#### [Task instructions]
Can you convert every line of the data below into a numbered list, leaving out the blank lines?

— Start of Dataset records —

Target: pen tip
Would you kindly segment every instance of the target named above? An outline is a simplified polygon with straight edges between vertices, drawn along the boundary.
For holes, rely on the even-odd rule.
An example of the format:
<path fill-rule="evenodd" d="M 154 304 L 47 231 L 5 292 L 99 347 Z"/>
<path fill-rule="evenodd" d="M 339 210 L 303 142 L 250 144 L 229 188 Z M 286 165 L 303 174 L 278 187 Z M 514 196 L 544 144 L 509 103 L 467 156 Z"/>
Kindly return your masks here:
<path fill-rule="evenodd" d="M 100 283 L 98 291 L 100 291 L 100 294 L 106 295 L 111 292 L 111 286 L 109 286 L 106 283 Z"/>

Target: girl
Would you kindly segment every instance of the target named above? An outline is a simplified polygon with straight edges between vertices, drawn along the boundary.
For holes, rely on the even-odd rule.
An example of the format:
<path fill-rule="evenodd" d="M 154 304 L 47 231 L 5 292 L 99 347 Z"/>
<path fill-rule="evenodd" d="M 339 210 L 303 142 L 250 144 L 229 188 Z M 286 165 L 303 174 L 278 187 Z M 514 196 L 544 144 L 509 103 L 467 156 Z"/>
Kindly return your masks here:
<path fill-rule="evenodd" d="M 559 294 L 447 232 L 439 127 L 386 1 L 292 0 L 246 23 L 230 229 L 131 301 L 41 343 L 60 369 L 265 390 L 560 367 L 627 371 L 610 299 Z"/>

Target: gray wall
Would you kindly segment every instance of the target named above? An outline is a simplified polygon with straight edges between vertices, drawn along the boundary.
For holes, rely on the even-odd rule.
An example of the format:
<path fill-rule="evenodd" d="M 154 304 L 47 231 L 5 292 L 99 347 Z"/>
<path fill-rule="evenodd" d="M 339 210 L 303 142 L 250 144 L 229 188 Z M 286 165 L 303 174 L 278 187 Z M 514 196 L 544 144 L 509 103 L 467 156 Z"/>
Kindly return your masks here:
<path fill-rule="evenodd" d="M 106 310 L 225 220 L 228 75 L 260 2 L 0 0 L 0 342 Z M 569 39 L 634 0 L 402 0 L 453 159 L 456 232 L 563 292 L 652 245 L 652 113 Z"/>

— End of Dataset records —

#### [Exercise solution]
1. Target: pen tip
2. Would you kindly segment every instance of the target named above? An outline is a simplified polygon with straight edges between vertices, drawn along the boundary.
3. For holes, rely on the even-odd rule.
4. An example of the format:
5. <path fill-rule="evenodd" d="M 154 304 L 47 231 L 5 292 L 99 347 Z"/>
6. <path fill-rule="evenodd" d="M 339 210 L 303 142 L 250 144 L 229 188 Z M 286 165 L 303 174 L 278 187 Z M 514 196 L 544 144 L 509 103 L 467 156 Z"/>
7. Kindly return your masks here:
8. <path fill-rule="evenodd" d="M 100 283 L 98 291 L 100 291 L 100 294 L 106 295 L 111 292 L 111 286 L 109 286 L 106 283 Z"/>
9. Target: girl
10. Would you kindly segment every instance of the target named above? An outline is a simplified polygon with straight edges between vertices, drawn along the boundary.
11. For holes, rely on the even-odd rule.
12. An example of the format:
13. <path fill-rule="evenodd" d="M 154 304 L 47 231 L 5 292 L 99 347 Z"/>
14. <path fill-rule="evenodd" d="M 339 210 L 303 142 L 250 144 L 229 188 Z M 286 165 L 303 174 L 278 187 Z M 514 196 L 544 144 L 509 103 L 467 156 Z"/>
15. Kindly return your masks here:
16. <path fill-rule="evenodd" d="M 559 294 L 447 232 L 439 127 L 386 1 L 292 0 L 246 23 L 230 229 L 131 301 L 41 343 L 60 369 L 265 390 L 560 367 L 627 371 L 610 299 Z"/>
17. Target: gray wall
18. Would you kindly segment every instance of the target named above? An outline is a simplified polygon with straight edges between vertices, drawn along the boundary.
19. For holes, rely on the even-odd rule.
20. An example of the format:
21. <path fill-rule="evenodd" d="M 154 304 L 47 231 L 5 292 L 99 347 Z"/>
22. <path fill-rule="evenodd" d="M 339 210 L 303 142 L 250 144 L 229 188 Z M 286 165 L 303 174 L 278 187 Z M 514 196 L 544 144 L 509 103 L 467 156 Z"/>
23. Kindly return your masks here:
24. <path fill-rule="evenodd" d="M 106 310 L 225 220 L 228 75 L 260 2 L 0 0 L 0 342 Z M 569 39 L 634 0 L 402 0 L 453 159 L 456 232 L 563 292 L 652 245 L 652 113 Z"/>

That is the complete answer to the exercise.